YOUR TASK ::
Could you repeat every record exactly as it appears?

(Records from a data source)

****************

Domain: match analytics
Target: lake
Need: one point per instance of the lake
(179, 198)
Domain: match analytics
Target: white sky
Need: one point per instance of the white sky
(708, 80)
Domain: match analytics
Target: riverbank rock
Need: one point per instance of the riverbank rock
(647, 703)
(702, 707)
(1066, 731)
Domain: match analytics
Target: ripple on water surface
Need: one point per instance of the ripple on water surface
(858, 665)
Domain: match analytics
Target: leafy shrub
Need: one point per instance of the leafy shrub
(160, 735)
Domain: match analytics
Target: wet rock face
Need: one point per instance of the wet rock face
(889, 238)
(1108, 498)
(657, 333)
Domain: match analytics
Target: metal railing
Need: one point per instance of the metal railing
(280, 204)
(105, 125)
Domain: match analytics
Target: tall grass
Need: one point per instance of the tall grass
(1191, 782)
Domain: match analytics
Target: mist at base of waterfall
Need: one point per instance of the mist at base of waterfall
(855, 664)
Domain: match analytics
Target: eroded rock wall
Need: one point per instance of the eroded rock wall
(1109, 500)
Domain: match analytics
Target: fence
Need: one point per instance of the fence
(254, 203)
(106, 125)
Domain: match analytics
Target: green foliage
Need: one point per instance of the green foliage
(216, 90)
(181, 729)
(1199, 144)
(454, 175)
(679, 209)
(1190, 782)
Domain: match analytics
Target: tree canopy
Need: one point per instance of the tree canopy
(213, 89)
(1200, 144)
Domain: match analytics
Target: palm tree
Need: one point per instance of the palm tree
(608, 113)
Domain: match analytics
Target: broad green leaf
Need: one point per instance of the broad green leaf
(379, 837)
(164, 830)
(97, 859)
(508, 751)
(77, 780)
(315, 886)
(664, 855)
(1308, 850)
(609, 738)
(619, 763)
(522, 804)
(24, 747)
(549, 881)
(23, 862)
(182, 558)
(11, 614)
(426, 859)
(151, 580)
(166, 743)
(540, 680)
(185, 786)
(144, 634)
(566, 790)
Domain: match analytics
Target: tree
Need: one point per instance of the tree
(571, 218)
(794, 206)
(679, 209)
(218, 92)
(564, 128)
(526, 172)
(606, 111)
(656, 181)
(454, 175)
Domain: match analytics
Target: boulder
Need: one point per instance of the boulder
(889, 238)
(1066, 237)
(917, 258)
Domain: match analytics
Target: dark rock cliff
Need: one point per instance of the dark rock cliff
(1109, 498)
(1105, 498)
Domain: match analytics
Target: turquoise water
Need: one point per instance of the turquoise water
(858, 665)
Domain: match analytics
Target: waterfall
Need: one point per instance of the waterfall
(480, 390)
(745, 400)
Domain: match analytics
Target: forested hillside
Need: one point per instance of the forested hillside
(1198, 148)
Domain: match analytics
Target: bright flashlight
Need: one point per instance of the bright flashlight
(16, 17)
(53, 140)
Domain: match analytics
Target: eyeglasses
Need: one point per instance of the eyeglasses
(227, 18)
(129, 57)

****************

RESULT ::
Domain: match analytics
Target: lake
Need: one point per instance of the lake
(179, 198)
Domain: match analytics
Target: white sky
Need: one point per instance of the white sky
(708, 80)
Domain: match analytics
Target: riverbank rock
Need: one point per instance of the riverbank rock
(647, 703)
(702, 707)
(1066, 731)
Domain: match analytics
Target: ripple on water surface
Need: one point per instance of the ripple on water surface
(858, 665)
Domain: match analytics
Target: leafy shrub
Need: one point per instance of the leafy shrub
(160, 735)
Domain: match analytics
Target: wet rock face
Need: one point per instance of the wet rock face
(889, 238)
(1108, 498)
(657, 333)
Domain: match analytics
Target: metal railing
Need: one point per instance of the metal railing
(280, 204)
(105, 125)
Domain: match analytics
Target: tall grass
Need: one point per instance of the tall grass
(1191, 782)
Domain: match analytics
Target: mist at base of waterfall
Need: one point per instance of the mist at base of waterfall
(855, 664)
Domain: match analytics
Target: eroded rock wall
Need: one point per instance of the eroded rock wall
(1109, 500)
Domain: match analytics
Target: fence
Need: one point per instance of the fence
(254, 203)
(106, 125)
Domain: match analytics
Target: green foliage
Need: one point per instance of the green foliage
(216, 90)
(181, 729)
(1199, 144)
(454, 175)
(679, 209)
(1190, 782)
Domain: match analytics
Target: tree canopy
Need: one point per instance of the tree canopy
(213, 89)
(1200, 144)
Domain: match analytics
Target: palm tree
Need: one point per instance of the palm tree
(608, 113)
Domain: match analytics
Target: broad green leaf
Need: one point per instance of the broad green leaf
(379, 837)
(164, 830)
(97, 859)
(508, 751)
(77, 780)
(315, 886)
(664, 855)
(1308, 850)
(609, 738)
(619, 763)
(522, 804)
(24, 747)
(549, 881)
(23, 862)
(182, 558)
(11, 614)
(426, 859)
(151, 580)
(166, 743)
(540, 680)
(185, 786)
(144, 634)
(566, 790)
Domain: match analytics
Target: tree
Need: one point per instance of the tree
(571, 218)
(794, 206)
(679, 209)
(218, 92)
(564, 128)
(526, 172)
(606, 111)
(656, 181)
(454, 175)
Domain: match analytics
Target: boulder
Need: one point per instance of the boulder
(889, 238)
(1066, 237)
(917, 258)
Domain: match analytics
Target: dark rock cliff
Need: one point per instance of the dark rock cliff
(1109, 498)
(1105, 498)
Domain: match analytics
Target: turquoise water
Need: one point per instance of the turquoise water
(858, 665)
Domain: match analytics
Target: waterfall
Need: one point per instance of the waterfall
(480, 390)
(745, 400)
Domain: match analytics
Target: forested hillside
Need: one point per instance of the forested hillside
(1198, 148)
Domain: match analytics
Target: bright flashlight
Need: one point per instance of the bright flashlight
(16, 17)
(53, 140)
Domain: match analytics
Target: eyeglasses
Need: one point per instance of the eyeglasses
(227, 18)
(129, 57)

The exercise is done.